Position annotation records
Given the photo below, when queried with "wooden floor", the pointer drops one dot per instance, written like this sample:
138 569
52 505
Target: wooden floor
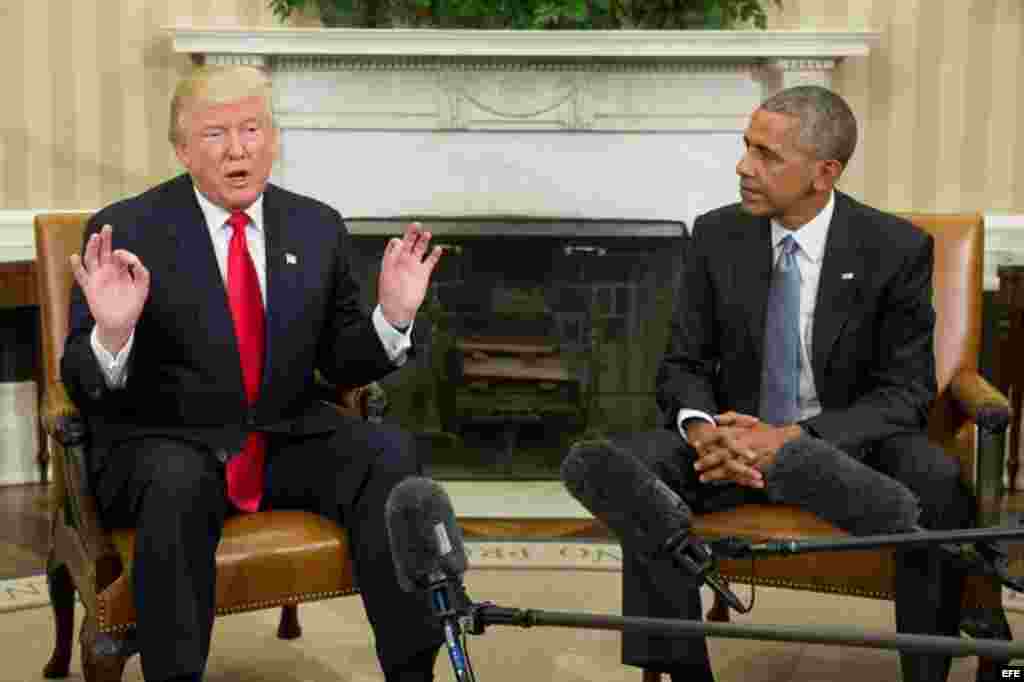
24 530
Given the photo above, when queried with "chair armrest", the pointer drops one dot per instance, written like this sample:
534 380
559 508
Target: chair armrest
980 401
368 401
72 493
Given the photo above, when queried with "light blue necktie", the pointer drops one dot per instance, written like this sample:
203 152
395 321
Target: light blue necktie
780 368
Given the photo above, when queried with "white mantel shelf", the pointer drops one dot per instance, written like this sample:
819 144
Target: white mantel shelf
524 44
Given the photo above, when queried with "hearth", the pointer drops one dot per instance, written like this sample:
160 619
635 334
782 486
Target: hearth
536 332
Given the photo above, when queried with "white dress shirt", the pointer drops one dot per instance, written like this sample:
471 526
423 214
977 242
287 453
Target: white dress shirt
810 240
396 343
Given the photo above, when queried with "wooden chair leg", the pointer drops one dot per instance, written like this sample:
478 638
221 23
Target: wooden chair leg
61 591
986 617
289 627
719 611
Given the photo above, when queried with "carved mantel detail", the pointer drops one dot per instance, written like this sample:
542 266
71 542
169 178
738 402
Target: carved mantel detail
507 80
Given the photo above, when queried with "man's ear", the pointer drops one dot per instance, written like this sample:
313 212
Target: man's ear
182 153
274 142
827 175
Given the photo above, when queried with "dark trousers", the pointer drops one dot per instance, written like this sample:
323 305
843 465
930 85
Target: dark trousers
929 590
173 494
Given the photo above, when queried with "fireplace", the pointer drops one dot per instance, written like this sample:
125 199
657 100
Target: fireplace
536 331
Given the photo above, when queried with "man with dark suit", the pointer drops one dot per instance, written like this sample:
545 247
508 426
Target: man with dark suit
800 311
196 328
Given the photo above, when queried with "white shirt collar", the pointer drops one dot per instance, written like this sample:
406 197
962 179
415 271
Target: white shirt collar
216 216
810 237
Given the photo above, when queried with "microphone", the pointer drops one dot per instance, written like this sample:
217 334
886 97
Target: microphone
429 556
817 476
641 509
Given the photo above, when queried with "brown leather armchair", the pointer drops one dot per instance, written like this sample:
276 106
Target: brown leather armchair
967 409
264 560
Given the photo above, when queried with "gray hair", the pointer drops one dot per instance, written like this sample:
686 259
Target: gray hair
827 127
216 85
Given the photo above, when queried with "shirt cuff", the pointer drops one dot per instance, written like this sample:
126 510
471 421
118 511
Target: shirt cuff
396 344
685 414
113 367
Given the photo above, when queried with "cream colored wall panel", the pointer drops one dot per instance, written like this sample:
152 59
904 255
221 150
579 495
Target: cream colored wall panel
12 113
976 108
1003 136
947 108
39 107
82 60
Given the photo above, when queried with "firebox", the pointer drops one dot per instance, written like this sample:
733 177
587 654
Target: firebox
536 332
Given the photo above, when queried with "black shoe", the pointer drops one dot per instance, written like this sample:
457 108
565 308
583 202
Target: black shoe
985 558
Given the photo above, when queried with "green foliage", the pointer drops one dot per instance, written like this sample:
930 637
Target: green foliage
537 13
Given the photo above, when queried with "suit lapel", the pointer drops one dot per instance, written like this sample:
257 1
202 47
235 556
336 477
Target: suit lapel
753 275
282 272
842 271
200 280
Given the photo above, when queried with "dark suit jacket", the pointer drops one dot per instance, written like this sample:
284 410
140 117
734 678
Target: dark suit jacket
872 357
184 379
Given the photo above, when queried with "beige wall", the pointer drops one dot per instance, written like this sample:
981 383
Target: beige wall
86 85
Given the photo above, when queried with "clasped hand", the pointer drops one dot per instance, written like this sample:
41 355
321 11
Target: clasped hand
737 448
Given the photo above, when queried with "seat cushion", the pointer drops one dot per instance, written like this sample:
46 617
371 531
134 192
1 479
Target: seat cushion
264 559
864 573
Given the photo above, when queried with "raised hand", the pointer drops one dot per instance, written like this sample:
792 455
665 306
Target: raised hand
116 286
406 273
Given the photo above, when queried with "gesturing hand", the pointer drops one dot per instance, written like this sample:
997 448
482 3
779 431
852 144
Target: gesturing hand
116 286
404 274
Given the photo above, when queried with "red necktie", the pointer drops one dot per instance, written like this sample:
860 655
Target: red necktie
245 471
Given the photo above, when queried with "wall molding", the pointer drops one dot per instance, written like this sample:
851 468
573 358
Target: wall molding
17 232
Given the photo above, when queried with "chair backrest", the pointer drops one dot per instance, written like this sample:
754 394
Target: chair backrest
57 237
957 299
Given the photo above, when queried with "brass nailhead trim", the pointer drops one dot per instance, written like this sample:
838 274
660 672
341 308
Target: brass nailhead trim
247 606
811 587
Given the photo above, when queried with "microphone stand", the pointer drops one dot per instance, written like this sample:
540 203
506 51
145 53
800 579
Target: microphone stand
479 615
443 598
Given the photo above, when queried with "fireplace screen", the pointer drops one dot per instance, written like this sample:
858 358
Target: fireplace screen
536 332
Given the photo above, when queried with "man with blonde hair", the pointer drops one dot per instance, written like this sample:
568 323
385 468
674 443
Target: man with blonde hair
202 309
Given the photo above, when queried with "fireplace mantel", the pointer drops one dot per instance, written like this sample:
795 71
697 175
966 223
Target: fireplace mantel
416 79
596 124
284 44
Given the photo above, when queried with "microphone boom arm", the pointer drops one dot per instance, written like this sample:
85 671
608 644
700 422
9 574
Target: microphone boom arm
736 548
481 614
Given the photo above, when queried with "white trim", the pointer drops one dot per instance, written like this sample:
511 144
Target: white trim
463 43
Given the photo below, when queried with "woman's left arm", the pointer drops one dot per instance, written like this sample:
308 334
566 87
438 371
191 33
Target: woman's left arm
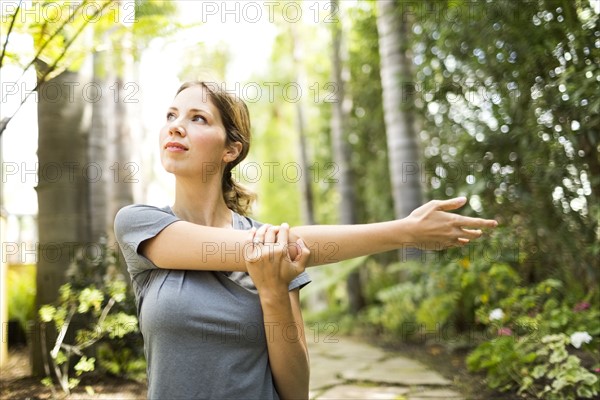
286 343
271 270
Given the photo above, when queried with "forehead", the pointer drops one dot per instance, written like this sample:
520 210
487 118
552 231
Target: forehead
195 97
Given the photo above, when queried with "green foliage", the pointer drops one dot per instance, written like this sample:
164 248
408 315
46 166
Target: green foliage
21 293
95 305
513 124
532 346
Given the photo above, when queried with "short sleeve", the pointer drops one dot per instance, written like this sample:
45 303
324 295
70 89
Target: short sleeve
136 223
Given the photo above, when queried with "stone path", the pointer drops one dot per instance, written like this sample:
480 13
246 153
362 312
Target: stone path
344 368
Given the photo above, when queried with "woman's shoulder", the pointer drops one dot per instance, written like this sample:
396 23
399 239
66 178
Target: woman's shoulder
135 209
134 216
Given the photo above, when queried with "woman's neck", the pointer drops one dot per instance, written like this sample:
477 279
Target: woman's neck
201 203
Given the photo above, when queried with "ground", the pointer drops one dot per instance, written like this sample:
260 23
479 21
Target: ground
350 368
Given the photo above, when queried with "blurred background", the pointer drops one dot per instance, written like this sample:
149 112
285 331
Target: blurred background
361 112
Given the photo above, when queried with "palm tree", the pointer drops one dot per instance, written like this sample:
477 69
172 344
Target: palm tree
396 76
341 156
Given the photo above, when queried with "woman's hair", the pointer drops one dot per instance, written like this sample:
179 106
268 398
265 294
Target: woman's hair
236 120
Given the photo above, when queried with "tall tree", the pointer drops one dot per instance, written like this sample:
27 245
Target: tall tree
341 154
308 214
396 78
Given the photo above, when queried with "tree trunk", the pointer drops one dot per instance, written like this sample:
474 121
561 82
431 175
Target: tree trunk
308 214
63 207
341 156
397 76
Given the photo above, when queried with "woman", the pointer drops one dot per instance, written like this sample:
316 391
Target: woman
217 292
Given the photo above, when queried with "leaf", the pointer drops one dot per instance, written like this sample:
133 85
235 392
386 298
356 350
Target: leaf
47 313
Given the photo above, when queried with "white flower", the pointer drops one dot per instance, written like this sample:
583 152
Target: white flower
578 338
496 314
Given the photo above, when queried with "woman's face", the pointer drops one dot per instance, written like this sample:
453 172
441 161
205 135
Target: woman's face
192 141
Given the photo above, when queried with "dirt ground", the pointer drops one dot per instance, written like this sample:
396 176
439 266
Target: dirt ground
15 383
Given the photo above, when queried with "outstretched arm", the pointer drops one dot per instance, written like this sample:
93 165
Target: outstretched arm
183 245
429 227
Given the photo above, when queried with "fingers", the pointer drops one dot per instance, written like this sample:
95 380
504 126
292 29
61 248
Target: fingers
476 222
259 237
450 204
271 234
283 235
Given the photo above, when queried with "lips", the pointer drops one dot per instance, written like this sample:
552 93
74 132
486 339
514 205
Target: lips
175 146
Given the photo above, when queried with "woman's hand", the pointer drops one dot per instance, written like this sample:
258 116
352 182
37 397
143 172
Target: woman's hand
268 259
432 228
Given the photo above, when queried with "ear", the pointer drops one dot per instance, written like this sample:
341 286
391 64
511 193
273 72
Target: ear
232 152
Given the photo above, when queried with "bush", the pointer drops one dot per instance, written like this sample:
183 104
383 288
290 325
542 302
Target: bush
541 344
97 296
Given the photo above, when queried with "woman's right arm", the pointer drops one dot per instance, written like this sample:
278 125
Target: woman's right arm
184 245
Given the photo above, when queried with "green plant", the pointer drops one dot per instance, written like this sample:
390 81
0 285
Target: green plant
540 343
88 311
21 293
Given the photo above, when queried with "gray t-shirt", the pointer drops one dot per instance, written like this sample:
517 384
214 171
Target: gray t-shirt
204 335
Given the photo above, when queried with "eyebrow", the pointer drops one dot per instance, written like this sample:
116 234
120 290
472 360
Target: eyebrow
194 110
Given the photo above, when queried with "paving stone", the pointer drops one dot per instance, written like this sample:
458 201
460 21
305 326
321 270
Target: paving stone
344 347
324 372
436 394
398 371
364 393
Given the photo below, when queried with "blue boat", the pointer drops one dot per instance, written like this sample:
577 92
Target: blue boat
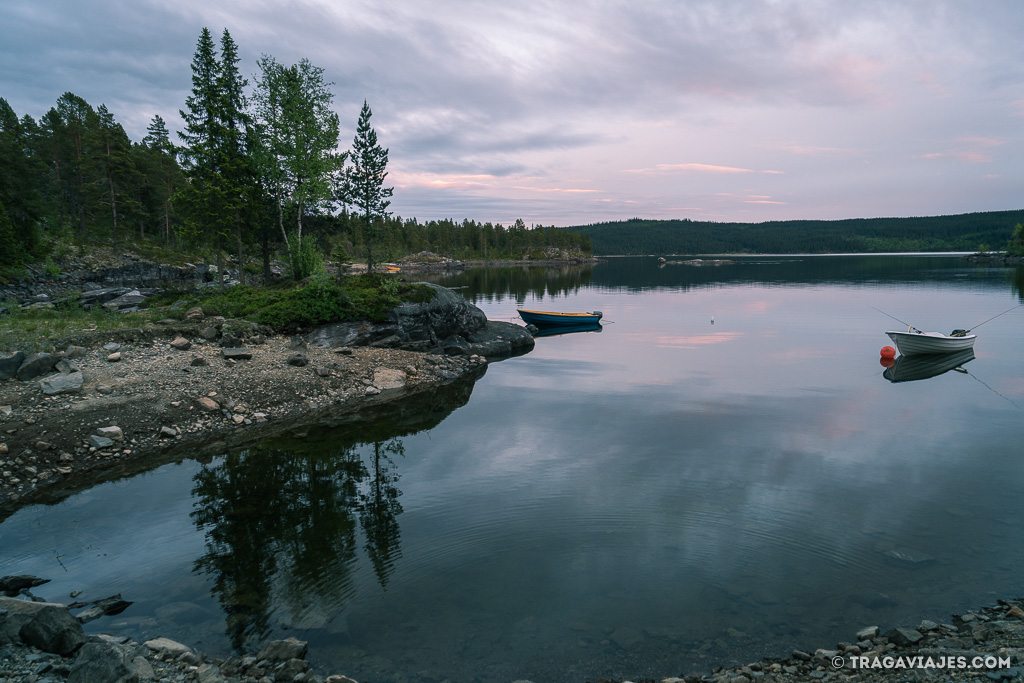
544 317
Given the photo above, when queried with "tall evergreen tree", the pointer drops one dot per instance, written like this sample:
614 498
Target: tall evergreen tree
111 165
213 154
163 169
18 198
236 165
364 181
69 124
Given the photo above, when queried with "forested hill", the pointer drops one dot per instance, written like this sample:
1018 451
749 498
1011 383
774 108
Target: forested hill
971 231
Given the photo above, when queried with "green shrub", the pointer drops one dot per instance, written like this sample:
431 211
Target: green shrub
1016 244
306 258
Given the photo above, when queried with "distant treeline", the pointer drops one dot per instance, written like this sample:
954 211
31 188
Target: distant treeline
256 173
971 231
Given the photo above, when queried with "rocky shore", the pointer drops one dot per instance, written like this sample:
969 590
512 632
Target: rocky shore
43 642
115 402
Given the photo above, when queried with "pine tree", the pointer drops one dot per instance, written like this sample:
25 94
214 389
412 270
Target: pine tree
364 181
163 169
18 197
111 165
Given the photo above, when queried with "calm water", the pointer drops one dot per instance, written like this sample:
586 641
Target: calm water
663 496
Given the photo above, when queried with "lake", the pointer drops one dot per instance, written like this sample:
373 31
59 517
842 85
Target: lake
722 472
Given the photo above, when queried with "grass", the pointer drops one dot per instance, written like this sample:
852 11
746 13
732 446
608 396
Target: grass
286 308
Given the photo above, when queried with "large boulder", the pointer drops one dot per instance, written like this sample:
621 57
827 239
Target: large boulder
70 383
500 339
415 327
36 365
44 625
9 366
103 660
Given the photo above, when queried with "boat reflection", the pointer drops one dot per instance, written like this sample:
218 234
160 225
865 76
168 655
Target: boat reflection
556 330
910 368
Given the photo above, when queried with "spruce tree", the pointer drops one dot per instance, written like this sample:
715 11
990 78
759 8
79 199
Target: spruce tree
213 154
364 180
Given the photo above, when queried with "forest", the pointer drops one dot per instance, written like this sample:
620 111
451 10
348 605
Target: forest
972 231
255 175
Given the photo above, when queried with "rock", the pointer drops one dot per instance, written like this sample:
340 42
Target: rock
416 327
867 633
36 365
386 378
58 384
283 650
74 351
166 646
290 670
499 340
105 662
46 626
210 674
112 432
907 557
130 299
11 586
10 365
237 353
99 441
207 404
65 366
904 636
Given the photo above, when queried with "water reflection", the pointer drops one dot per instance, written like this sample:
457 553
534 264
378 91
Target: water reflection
556 330
911 368
1017 282
282 521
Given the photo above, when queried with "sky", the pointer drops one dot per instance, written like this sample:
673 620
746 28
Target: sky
579 112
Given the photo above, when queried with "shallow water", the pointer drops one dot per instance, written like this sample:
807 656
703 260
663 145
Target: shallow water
721 472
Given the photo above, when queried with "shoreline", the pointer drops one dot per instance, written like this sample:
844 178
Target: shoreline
164 392
984 644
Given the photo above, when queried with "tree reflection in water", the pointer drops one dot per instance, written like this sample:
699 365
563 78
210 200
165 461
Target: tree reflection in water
282 519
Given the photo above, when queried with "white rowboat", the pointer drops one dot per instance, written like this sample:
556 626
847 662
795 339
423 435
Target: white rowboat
918 343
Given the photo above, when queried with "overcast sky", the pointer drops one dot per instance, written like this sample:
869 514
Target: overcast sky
566 113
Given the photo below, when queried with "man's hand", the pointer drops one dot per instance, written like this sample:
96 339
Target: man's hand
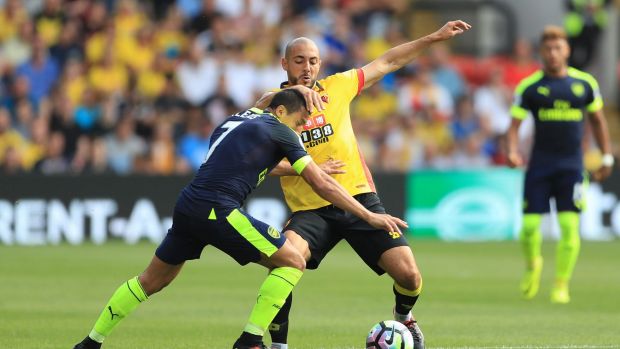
602 173
450 30
313 99
333 166
515 159
386 222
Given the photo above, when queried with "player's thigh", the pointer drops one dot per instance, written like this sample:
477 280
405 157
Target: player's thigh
537 190
182 242
316 231
245 238
569 190
369 242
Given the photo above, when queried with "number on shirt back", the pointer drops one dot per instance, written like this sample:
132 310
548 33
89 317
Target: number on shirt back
228 126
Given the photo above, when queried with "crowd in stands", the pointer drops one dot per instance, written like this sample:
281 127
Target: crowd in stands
128 86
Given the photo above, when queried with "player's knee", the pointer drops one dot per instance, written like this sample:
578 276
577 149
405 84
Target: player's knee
297 261
153 283
299 243
410 279
531 223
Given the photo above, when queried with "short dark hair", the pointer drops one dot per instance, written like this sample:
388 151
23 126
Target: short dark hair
552 32
291 99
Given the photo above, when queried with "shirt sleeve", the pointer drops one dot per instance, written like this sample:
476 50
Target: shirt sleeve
520 106
292 147
595 100
350 83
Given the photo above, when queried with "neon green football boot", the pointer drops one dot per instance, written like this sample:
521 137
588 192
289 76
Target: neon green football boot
559 293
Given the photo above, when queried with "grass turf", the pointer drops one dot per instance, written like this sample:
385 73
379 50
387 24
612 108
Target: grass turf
50 297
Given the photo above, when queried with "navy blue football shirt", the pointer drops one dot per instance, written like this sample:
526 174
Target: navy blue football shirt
557 105
244 149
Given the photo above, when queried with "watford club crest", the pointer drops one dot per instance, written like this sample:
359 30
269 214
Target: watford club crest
316 131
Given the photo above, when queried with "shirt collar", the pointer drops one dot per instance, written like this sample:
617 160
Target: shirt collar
316 86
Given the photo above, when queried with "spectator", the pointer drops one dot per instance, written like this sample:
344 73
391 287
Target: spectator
98 163
471 155
49 22
17 49
444 73
421 92
124 147
584 23
12 162
492 101
198 76
41 71
110 77
54 162
68 46
9 138
520 65
162 150
12 17
194 146
34 150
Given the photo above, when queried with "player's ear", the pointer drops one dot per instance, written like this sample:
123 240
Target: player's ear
281 111
284 63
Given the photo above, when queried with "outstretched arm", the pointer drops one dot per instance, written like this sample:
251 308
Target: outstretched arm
512 139
399 56
313 99
601 135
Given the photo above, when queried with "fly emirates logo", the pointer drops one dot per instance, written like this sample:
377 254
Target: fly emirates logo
316 131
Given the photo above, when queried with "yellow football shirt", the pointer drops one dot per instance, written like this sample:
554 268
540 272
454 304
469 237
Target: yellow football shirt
329 134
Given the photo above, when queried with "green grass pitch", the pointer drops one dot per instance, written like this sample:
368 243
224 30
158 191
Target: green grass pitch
50 297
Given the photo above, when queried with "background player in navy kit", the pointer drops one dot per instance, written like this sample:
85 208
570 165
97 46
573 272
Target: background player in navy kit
557 97
208 212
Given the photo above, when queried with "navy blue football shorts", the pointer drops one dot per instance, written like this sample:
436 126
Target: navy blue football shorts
566 186
232 231
324 227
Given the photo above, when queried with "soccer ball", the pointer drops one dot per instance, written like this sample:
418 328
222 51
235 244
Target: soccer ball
389 334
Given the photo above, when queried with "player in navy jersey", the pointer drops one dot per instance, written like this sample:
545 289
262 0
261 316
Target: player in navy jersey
558 97
244 149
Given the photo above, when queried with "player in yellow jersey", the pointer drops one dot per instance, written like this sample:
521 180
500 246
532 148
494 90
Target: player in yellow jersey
316 226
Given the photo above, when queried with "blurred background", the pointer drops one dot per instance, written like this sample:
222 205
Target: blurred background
106 107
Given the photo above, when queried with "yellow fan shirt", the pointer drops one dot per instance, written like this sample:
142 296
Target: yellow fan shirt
329 134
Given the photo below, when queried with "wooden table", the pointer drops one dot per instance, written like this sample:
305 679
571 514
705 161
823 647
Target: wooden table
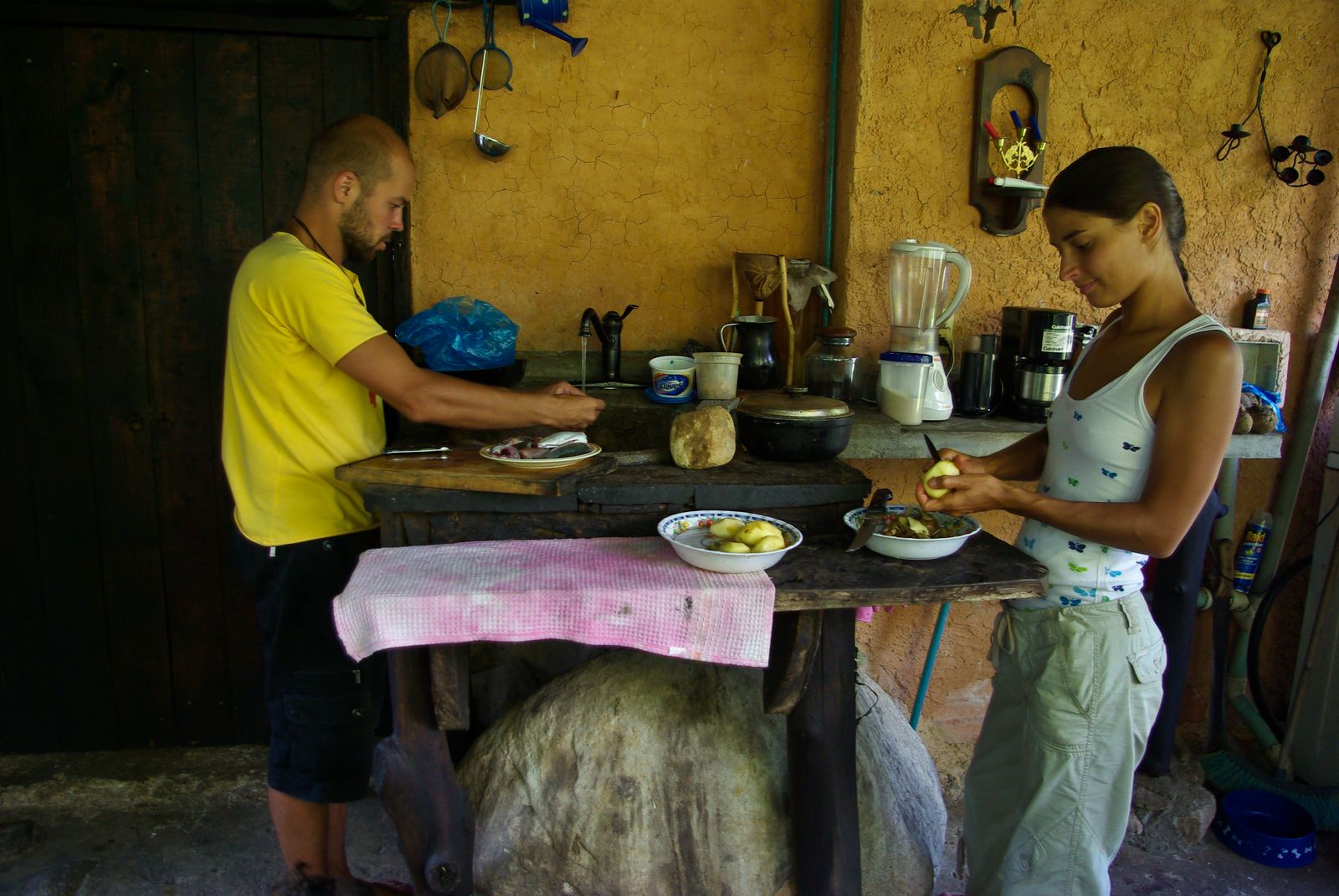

=== Task brief ===
Please count the lines in the rows above that contain the string "armchair" and reply with that number only.

=== Written answer ===
2